# Problem description:
Exactly and only the lines from the line holding "Task: identify the red flower" to the end of the records should be reproduced. Leave pictures out.

□ □ □ □ □

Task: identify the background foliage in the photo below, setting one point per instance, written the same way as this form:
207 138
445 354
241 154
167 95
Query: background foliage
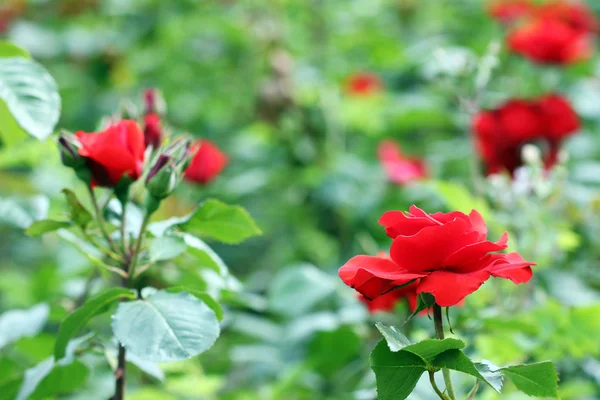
266 81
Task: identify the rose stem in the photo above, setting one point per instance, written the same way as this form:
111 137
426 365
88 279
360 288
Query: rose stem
439 332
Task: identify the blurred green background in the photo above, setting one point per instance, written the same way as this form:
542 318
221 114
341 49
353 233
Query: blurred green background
266 81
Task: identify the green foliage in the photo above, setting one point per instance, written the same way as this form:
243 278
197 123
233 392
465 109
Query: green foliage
78 318
166 326
31 96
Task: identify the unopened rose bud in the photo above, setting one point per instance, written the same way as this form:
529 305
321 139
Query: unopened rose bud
162 178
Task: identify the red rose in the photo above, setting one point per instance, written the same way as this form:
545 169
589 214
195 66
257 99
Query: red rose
501 133
152 130
207 163
363 83
507 11
550 41
400 169
575 14
114 152
445 254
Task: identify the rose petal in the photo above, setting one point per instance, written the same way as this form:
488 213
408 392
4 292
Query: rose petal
449 288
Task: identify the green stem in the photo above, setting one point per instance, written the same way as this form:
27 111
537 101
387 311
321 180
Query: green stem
439 333
100 219
435 387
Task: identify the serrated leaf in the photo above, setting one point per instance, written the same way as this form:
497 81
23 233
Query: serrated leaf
15 324
228 224
166 247
166 326
78 318
539 379
78 213
397 373
394 338
38 228
205 297
30 94
428 349
205 256
457 360
8 49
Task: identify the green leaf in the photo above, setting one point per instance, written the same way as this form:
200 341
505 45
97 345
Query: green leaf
166 326
458 361
38 228
15 324
394 338
166 247
397 373
205 297
8 49
295 290
78 213
228 224
428 349
30 94
539 380
78 318
204 255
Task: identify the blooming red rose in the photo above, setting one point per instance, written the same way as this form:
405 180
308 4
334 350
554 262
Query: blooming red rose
501 133
507 11
207 163
550 41
152 130
114 152
445 254
363 83
575 14
399 168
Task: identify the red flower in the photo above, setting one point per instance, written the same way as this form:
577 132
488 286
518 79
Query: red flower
550 41
400 169
501 133
507 11
152 130
114 152
445 254
208 162
575 14
363 83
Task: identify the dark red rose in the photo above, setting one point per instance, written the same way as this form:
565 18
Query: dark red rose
399 168
575 14
363 83
152 130
445 254
507 11
549 41
114 152
208 162
501 133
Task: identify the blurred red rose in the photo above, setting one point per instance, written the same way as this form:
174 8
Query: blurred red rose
575 14
207 163
152 130
507 11
399 168
363 83
549 41
114 152
501 133
445 254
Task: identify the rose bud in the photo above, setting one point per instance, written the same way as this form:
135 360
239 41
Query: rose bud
206 164
114 153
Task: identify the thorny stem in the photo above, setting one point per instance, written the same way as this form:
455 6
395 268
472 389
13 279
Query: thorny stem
100 219
435 387
439 332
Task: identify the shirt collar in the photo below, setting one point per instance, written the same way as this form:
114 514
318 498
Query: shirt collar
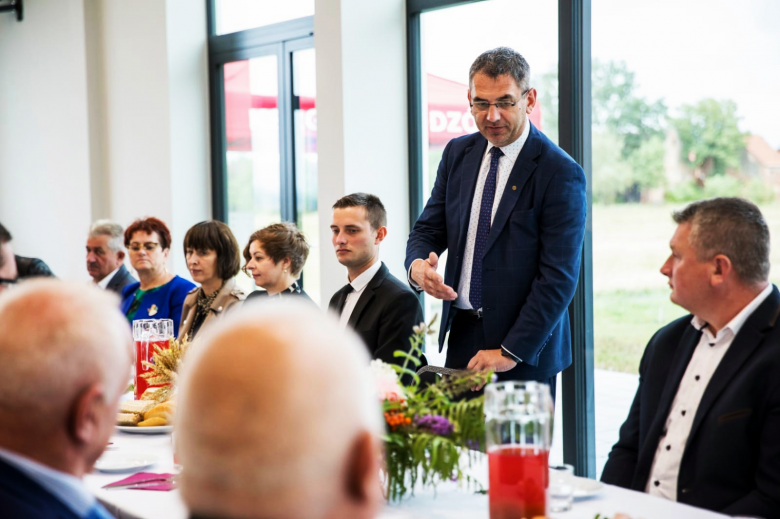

□ □ □ □ □

# Solution to this task:
Task: identify the red flower in the photo above, setting one point per instance, written the same way as this form:
577 132
488 286
518 79
Query: red flower
550 41
400 169
501 133
507 11
152 130
114 152
445 254
208 162
575 14
363 83
Task: identify the dark red rose in the photo above, setting one point per instance, written the same way as this form:
565 18
Query: dark red rose
399 168
575 14
363 83
152 130
445 254
507 11
549 41
114 152
208 162
501 133
Task: identify the blurred red rose in the photo above, setting one point per instance, written the same way as this form:
174 8
Query: blurred red rose
575 14
207 163
152 130
507 11
399 168
363 83
549 41
114 152
501 133
445 254
Task: identify the rose bud in the photo above, setting one point per instance, written the same way as this form:
135 360
239 41
Query: rose bud
206 164
114 153
Task: identify the thorny stem in the photo above, setting one point per instance, written the same way as this form:
455 6
395 268
472 389
13 279
Query: thorny stem
100 219
435 387
439 332
Task: identify the shirt collar in the photo below, setting one point per instance, written the same way as this form:
114 514
318 498
Query: shirt collar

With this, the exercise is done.